▶ Text provided:
Coroner's inquest rules Victoria man's police-involved death a suicide

Rhett Mutch, 20, died in his mother's living room in November of 2014. He was fatally shot when he charged at police officers with a knife.

Jury makes 12 recommendations to prevent similar future tragedies

Rhett Mutch, 20, was shot and killed by Victoria police responding to a 911 call at his mother's Victoria home. ((BC Coroners Service))

Following a week of testimony, a seven-person inquest jury has classified a Victoria man's death as a suicide.

The jury was asked to look into the death of Rhett Mutch, 20, who was fatally shot in 2014 when he charged at police officers with a knife.

The jury also made a dozen recommendations to improve police responses to people in a mental health crisis, as well as added support for young people transitioning out of care.

Among the recommendations: funding to make a mental crisis response team available round the clock, more frequent de-escalation training for police officers, and the possibility of having police wear cameras on their bodies to record events.

They also recommended that an early intervention and safety plan be created when police receive multiple crisis calls from a single source, and that all police officers be encouraged to participate in care services after a critical incident.

Mother sought help for son

During the inquest, one officer who responded to the police call described the events that led to the young man's death. The officer said those events seemed to take place "in a heartbeat."

But Mutch's mother, Marnie, described the tragedy as one rooted in a lifetime of difficulty getting help for her troubled son.

Mutch died in his mother's living room in November of 2014. He was fatally shot when he charged at police officers with a knife.

The inquest was called to look for ways to prevent similar deaths in the future.

Mutch told the inquest that the final moments of Rhett's life began when she called 911 out of "sheer frustration" that her son was not receiving help for his problems. 

Rhett, who was not allowed to be at the home by court order, had broken in. He was in a state of crisis, picked up a kitchen knife, and threatened to harm himself.

▶ Problem requirements: Reproduce the inquest article word for word from "Following a week" to "to record events.".

▶ Dataset entries:
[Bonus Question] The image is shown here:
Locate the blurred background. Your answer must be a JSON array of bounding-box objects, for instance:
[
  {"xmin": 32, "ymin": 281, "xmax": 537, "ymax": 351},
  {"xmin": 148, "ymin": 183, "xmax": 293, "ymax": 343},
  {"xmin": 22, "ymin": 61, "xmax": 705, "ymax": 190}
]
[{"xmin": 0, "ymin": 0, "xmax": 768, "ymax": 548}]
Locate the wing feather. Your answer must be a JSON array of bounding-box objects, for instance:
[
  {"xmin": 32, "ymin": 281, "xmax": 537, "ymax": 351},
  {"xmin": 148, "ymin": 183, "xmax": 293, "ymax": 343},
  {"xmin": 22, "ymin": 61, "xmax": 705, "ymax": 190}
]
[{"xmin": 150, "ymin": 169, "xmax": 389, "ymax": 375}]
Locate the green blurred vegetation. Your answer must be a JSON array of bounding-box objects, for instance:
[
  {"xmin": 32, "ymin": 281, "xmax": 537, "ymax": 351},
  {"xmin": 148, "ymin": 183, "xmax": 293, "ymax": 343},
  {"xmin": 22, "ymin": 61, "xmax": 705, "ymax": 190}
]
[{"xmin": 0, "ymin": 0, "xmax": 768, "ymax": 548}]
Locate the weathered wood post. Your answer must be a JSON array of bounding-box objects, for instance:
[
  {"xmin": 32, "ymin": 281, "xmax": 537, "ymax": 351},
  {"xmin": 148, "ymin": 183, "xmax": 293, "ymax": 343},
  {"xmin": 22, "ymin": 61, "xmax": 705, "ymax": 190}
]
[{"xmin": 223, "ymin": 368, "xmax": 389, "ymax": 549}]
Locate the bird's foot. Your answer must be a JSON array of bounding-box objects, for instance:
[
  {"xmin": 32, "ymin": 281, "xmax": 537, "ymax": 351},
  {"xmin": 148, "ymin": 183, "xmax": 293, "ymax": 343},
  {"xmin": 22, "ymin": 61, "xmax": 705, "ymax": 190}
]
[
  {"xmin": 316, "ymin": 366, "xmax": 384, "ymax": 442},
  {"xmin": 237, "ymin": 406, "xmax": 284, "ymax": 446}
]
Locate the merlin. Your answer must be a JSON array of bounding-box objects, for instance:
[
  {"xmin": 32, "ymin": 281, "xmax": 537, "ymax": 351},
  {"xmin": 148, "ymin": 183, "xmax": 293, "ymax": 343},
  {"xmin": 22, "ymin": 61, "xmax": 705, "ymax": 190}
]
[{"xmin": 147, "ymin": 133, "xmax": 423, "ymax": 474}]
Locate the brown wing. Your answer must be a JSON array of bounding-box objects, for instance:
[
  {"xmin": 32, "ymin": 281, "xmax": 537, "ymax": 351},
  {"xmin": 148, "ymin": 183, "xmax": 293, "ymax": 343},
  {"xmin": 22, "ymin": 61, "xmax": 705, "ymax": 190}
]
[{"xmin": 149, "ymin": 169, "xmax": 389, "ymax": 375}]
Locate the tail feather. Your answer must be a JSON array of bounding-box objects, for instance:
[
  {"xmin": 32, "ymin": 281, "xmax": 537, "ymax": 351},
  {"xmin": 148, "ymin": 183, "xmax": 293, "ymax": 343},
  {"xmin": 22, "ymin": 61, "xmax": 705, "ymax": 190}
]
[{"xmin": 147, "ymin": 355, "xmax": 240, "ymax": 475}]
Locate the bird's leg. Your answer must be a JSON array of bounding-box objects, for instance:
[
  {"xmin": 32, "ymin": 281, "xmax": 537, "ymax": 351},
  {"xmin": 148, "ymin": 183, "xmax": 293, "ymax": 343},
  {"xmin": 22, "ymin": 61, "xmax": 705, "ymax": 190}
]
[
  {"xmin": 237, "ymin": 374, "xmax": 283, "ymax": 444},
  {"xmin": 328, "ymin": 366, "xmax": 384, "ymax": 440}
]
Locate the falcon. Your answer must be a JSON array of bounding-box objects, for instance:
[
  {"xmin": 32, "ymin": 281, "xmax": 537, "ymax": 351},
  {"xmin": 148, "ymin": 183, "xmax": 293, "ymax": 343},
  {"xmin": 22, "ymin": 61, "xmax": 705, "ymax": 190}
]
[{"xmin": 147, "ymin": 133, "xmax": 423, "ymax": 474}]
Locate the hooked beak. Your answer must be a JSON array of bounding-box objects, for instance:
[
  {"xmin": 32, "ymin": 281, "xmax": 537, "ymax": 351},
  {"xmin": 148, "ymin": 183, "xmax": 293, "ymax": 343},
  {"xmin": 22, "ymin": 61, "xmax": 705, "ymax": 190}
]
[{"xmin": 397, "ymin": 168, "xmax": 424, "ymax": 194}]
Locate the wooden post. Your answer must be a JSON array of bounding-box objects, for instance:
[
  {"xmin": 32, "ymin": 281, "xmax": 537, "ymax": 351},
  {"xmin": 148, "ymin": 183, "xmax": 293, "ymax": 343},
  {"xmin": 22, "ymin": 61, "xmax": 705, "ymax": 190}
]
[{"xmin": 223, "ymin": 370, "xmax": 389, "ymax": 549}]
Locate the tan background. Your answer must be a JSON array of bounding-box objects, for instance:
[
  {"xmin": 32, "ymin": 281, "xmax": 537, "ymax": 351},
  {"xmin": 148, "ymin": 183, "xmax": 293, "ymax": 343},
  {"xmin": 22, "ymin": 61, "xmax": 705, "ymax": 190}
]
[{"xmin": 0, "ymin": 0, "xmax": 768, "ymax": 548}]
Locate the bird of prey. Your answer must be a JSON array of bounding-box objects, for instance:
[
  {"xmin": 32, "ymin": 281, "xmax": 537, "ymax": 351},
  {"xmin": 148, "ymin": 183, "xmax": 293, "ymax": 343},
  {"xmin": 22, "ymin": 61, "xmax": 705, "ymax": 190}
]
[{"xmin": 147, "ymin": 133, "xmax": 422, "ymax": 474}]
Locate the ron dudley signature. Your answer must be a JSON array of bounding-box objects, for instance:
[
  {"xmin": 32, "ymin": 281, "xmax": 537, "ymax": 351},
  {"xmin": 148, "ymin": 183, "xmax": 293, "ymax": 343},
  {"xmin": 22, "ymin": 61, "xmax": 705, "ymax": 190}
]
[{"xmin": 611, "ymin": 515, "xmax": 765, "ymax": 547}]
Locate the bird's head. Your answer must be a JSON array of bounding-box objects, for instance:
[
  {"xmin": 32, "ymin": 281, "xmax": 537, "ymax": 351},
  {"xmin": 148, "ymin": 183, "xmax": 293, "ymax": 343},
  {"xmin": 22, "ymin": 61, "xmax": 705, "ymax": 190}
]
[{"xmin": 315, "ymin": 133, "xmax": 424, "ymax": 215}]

▶ Exercise answer:
Following a week of testimony, a seven-person inquest jury has classified a Victoria man's death as a suicide.

The jury was asked to look into the death of Rhett Mutch, 20, who was fatally shot in 2014 when he charged at police officers with a knife.

The jury also made a dozen recommendations to improve police responses to people in a mental health crisis, as well as added support for young people transitioning out of care.

Among the recommendations: funding to make a mental crisis response team available round the clock, more frequent de-escalation training for police officers, and the possibility of having police wear cameras on their bodies to record events.